Object point labels:

+++

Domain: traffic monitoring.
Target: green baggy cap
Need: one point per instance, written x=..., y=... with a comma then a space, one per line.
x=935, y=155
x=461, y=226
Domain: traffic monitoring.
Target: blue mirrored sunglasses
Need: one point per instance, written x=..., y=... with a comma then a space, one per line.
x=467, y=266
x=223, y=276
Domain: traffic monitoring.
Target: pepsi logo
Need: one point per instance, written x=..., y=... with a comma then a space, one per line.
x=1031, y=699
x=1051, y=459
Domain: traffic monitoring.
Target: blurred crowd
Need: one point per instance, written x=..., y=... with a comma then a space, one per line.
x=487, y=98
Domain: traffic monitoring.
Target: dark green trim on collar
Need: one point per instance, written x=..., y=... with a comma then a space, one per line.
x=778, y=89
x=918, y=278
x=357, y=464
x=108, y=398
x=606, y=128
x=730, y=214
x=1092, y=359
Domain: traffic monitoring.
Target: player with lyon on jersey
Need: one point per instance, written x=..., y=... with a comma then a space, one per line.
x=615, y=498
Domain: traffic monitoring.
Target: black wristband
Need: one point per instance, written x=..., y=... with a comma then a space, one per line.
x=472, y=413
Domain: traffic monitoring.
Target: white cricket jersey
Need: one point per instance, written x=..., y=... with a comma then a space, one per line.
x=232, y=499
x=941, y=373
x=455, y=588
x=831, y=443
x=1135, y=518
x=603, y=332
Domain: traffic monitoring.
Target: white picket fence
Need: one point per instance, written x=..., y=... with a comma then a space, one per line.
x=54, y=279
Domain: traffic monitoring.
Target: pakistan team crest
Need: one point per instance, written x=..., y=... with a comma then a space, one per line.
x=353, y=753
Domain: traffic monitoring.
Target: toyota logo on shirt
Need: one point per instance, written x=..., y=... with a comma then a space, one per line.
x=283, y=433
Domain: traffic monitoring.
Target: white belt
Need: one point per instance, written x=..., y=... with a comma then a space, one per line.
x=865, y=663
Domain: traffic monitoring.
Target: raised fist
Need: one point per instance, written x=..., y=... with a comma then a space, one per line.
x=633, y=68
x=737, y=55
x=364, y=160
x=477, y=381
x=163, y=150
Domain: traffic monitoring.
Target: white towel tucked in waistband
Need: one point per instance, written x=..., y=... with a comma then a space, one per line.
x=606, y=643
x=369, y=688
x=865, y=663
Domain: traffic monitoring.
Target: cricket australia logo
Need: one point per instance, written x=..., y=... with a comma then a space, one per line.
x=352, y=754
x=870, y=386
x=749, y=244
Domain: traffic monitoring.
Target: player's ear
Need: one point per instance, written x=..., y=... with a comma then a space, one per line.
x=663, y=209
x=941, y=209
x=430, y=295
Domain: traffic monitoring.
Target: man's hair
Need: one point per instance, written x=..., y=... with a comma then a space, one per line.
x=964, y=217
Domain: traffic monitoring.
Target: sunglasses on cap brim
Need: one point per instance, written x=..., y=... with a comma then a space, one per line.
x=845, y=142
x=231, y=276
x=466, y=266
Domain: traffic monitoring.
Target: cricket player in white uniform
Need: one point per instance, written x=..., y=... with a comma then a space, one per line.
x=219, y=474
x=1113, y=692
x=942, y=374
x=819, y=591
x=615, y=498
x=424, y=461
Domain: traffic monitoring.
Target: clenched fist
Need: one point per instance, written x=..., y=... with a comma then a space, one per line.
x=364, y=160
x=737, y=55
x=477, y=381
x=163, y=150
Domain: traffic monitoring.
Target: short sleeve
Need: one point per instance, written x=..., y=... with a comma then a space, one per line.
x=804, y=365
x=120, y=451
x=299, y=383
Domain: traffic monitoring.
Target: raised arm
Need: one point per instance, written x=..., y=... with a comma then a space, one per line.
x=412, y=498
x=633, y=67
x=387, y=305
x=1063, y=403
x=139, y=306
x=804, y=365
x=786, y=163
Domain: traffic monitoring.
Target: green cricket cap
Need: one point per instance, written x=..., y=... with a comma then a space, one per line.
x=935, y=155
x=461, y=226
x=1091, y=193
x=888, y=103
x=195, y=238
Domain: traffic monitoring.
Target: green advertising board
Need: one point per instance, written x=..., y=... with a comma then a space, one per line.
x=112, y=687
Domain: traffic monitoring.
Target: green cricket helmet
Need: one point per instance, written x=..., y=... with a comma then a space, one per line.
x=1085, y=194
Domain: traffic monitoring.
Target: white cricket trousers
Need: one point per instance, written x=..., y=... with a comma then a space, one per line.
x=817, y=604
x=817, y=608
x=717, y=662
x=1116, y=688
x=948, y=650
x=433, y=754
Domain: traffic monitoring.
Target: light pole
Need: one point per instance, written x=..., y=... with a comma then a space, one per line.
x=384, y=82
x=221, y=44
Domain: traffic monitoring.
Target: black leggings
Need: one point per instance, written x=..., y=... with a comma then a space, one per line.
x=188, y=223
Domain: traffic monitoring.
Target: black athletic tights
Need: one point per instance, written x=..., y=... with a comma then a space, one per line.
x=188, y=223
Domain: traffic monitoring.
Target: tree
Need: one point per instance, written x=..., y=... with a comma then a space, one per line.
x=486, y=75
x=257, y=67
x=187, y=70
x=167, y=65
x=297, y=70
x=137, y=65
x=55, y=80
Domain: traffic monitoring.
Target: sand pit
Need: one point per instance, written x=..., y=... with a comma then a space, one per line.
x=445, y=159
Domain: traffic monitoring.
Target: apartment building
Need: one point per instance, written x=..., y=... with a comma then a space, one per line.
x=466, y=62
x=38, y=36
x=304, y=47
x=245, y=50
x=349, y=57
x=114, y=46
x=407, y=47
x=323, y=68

+++

**WHAT YOU SHOULD DO**
Find every line that contains the string "player", and copy each of those lines.

**WRITTEN REPLY**
Target: player with lyon on jersey
Target: player's ear
Target: cricket player in white uniform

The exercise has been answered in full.